*** Opening Records for the exercise ***

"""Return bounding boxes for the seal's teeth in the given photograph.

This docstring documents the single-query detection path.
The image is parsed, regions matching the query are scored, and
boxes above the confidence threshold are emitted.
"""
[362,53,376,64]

*** Closing Records for the exercise ***

# What to do
Lines with the string "boxes": say how many appear in the entries above, giving the number alone.

# Exercise response
2